Caret object: Inconsistent grid creation with documentation
Rek27 opened this issue · 3 comments
Problem: According to the documentation, Tree depth hyperparameter should be 4-10 (optimal). For CPU, this hyperparameter can be any integer up to 16. Problem comes when looking at the function in catboost.caret that is generating the grid. It depends on the tuneLength which means, if someone does random search with tuneLength > 16, they will get NaN as the metric value (in my case Accuracy).
catboost.caret
...
$grid
function (x, y, len = 5, search = "grid")
{
if (search == "grid") {
grid <- expand.grid(depth = c(2, 4, 6), learning_rate = exp(-(0:len)),
iterations = 100, l2_leaf_reg = 1e-06, rsm = 0.9,
border_count = 255)

Excerpt from a data file
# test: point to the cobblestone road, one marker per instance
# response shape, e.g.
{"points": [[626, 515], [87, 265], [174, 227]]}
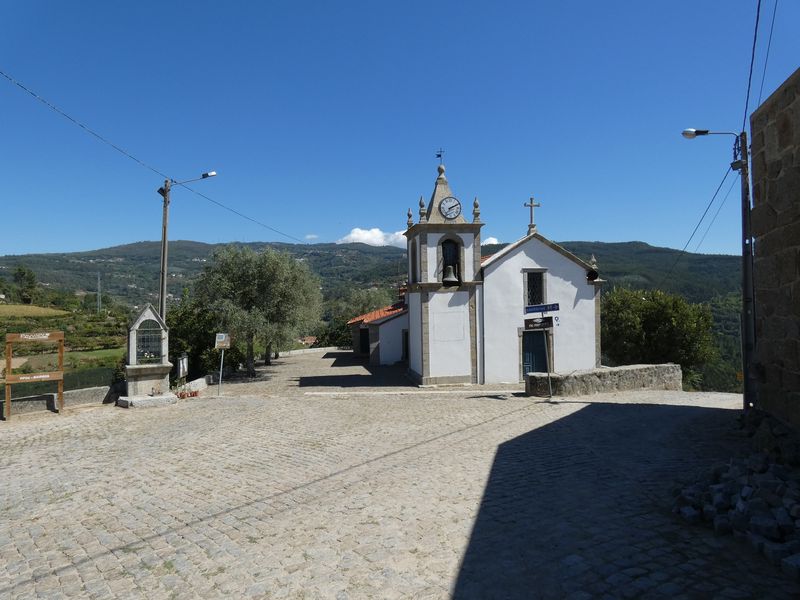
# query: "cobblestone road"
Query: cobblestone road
{"points": [[306, 485]]}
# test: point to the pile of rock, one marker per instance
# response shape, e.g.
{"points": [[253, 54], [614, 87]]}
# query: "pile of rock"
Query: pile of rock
{"points": [[756, 498]]}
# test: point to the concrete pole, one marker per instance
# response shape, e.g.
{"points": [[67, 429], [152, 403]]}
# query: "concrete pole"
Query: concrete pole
{"points": [[748, 305], [162, 295]]}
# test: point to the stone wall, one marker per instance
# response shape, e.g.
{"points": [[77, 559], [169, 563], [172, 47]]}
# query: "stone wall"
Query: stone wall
{"points": [[775, 159], [95, 395], [606, 379]]}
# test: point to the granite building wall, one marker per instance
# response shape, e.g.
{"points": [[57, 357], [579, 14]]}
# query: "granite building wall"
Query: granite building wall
{"points": [[775, 157]]}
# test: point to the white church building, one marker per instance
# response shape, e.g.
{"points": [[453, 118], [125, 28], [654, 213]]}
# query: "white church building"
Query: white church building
{"points": [[533, 306]]}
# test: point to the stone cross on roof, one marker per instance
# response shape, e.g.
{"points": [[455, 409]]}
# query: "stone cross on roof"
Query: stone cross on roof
{"points": [[532, 224]]}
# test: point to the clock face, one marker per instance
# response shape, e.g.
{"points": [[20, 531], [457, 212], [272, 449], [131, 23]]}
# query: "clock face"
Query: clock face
{"points": [[450, 207]]}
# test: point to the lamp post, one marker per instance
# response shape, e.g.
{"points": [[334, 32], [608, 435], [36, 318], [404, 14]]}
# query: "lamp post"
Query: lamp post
{"points": [[740, 163], [164, 191]]}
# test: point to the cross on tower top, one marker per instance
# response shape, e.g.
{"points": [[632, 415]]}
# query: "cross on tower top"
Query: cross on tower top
{"points": [[532, 224]]}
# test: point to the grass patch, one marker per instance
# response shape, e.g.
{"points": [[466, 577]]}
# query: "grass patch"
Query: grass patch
{"points": [[74, 360], [29, 310]]}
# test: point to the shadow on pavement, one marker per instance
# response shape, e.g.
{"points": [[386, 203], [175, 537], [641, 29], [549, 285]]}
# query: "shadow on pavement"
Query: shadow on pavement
{"points": [[365, 375], [582, 506]]}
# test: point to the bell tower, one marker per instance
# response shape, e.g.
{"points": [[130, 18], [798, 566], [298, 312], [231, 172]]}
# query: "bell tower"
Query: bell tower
{"points": [[444, 255]]}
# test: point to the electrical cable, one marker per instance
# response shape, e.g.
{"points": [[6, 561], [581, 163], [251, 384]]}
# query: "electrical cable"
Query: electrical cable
{"points": [[719, 208], [140, 162], [752, 61], [696, 227], [766, 58]]}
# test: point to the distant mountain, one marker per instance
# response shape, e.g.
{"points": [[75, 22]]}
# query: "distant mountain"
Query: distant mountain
{"points": [[130, 272]]}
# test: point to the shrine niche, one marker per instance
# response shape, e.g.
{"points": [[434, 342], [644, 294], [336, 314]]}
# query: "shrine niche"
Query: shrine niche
{"points": [[148, 367]]}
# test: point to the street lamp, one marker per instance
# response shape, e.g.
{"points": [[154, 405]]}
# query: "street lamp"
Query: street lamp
{"points": [[748, 315], [164, 191]]}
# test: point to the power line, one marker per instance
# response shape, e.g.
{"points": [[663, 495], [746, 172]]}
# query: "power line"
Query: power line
{"points": [[88, 130], [714, 218], [244, 216], [752, 60], [769, 45], [124, 152], [696, 227]]}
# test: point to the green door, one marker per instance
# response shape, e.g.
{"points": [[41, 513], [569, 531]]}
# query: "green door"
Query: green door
{"points": [[534, 352]]}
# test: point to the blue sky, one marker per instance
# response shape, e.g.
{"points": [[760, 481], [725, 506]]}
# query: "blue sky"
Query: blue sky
{"points": [[324, 117]]}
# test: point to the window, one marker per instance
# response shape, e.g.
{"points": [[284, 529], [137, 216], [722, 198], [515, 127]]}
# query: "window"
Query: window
{"points": [[534, 287], [450, 252], [414, 265], [148, 343]]}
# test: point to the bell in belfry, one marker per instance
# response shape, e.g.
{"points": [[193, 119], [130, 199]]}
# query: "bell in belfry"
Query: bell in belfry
{"points": [[449, 276]]}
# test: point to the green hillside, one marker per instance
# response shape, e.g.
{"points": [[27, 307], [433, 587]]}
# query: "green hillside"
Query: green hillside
{"points": [[130, 274]]}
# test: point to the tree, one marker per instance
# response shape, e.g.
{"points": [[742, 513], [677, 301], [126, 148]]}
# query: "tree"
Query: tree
{"points": [[192, 327], [261, 296], [655, 327], [25, 279]]}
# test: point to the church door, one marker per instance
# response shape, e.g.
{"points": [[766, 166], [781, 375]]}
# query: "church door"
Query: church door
{"points": [[364, 341], [534, 352]]}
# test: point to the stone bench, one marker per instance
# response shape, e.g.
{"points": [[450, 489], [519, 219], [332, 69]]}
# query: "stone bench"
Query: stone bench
{"points": [[606, 379]]}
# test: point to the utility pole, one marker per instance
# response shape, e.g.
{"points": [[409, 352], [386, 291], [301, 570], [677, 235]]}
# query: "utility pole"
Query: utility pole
{"points": [[748, 313], [748, 320], [162, 294]]}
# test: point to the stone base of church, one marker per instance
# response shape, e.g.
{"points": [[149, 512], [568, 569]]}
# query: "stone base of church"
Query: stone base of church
{"points": [[606, 379]]}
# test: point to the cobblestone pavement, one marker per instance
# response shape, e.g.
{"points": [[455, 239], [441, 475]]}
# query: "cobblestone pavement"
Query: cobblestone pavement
{"points": [[305, 485]]}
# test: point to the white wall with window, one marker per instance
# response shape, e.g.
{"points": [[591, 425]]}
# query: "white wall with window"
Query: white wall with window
{"points": [[450, 340], [535, 273]]}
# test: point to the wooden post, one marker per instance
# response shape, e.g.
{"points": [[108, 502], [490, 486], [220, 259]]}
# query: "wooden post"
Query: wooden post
{"points": [[61, 381], [7, 407]]}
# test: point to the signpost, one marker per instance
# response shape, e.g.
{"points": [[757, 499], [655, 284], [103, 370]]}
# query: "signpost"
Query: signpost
{"points": [[39, 337], [542, 308], [222, 341], [540, 324]]}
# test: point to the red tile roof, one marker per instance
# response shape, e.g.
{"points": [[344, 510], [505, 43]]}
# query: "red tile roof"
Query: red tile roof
{"points": [[378, 314]]}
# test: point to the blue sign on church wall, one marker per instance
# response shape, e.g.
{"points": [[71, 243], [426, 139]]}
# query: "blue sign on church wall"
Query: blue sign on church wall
{"points": [[541, 308]]}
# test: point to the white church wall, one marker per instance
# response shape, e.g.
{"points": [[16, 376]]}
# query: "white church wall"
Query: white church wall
{"points": [[469, 263], [504, 303], [433, 263], [391, 336], [449, 339], [414, 334]]}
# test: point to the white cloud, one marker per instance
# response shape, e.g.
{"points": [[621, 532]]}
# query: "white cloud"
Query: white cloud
{"points": [[374, 237]]}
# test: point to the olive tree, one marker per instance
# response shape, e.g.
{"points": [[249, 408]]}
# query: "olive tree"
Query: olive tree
{"points": [[651, 326], [259, 295]]}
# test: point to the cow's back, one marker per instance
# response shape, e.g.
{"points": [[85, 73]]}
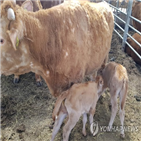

EXERCISE INSTRUCTIONS:
[A] Repeat word for word the part of the issue report that opens with the words containing "Caret object: Inconsistent" and closes with "border_count = 255)".
[B] Summarize the issue report in two sentences.
[C] Supply the next part of the catboost.caret issue report, continuing from where it stops.
The records come from a source separate from the issue report.

PER-TASK ANSWERS:
[A]
Caret object: Inconsistent grid creation with documentation
Rek27 opened this issue · 3 comments
Problem: According to the documentation, Tree depth hyperparameter should be 4-10 (optimal). For CPU, this hyperparameter can be any integer up to 16. Problem comes when looking at the function in catboost.caret that is generating the grid. It depends on the tuneLength which means, if someone does random search with tuneLength > 16, they will get NaN as the metric value (in my case Accuracy).
catboost.caret
...
$grid
function (x, y, len = 5, search = "grid")
{
if (search == "grid") {
grid <- expand.grid(depth = c(2, 4, 6), learning_rate = exp(-(0:len)),
iterations = 100, l2_leaf_reg = 1e-06, rsm = 0.9,
border_count = 255)

[B] The documentation recommends a tree depth of 4 to 10 and allows any integer up to 16 on CPU, but the function in catboost.caret that generates the grid depends on tuneLength. As a result, a random search with tuneLength greater than 16 gives NaN as the metric value, such as Accuracy.

[C]
}
else {
grid <- data.frame(depth = sample.int(len, len, replace = TRUE),
learning_rate = runif(len, min = 1e-06, max = 1),
iterations = rep(100, len), l2_leaf_reg = sample(c(0.1,
0.001, 1e-06), len, replace = TRUE), rsm = sample(c(1,
0.9, 0.8, 0.7), len, replace = TRUE), border_count = sample(c(255),
len, replace = TRUE))
}
return(grid)
}
...
Shouldn't the grid be limited to 16 most? Not really to depend on the tuneLength.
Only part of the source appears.